*Exercise*
Word for word, reproduce the data that follows.

*Data*
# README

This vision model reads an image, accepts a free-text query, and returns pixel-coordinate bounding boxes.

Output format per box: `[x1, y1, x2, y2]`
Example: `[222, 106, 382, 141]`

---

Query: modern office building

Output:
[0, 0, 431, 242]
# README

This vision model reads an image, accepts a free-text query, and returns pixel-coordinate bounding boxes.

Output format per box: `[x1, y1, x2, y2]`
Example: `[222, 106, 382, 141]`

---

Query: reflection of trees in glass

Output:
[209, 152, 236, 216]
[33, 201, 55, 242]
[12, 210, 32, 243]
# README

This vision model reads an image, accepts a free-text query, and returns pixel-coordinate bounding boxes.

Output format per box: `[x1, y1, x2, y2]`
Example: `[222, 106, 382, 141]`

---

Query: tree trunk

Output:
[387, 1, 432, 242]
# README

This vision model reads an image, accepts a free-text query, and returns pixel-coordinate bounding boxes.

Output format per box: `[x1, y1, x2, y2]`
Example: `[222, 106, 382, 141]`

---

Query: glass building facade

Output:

*Result*
# README

This vision model reads an image, accepts a free-text query, and returns pixel-coordinate bounding boxes.

Output format per box: `[x1, y1, x2, y2]`
Example: `[222, 106, 382, 141]`

---

Query: modern office building

Output:
[0, 0, 431, 242]
# README

This vision model reads an image, accepts a free-text query, and returns pixel-coordinate bounding boxes.

Output format per box: `[x1, y1, x2, y2]`
Example: `[222, 106, 382, 141]`

---

Query: reflection of trees in glass

Output:
[209, 152, 236, 216]
[33, 201, 55, 242]
[12, 210, 32, 243]
# README

This vision model reads an image, accepts a free-text query, and returns pixel-coordinate bounding boxes.

Output format per box: `[x1, y1, x2, y2]`
Example: `[222, 106, 382, 141]`

---

Query: tree trunk

Output:
[387, 1, 432, 242]
# README

This vision model reads an image, accepts a free-text query, and returns pixel-coordinate bounding boxes.

Output format per box: `[x1, y1, x2, y2]`
Example: `[222, 106, 382, 141]`

---

Query: glass building facade

Output:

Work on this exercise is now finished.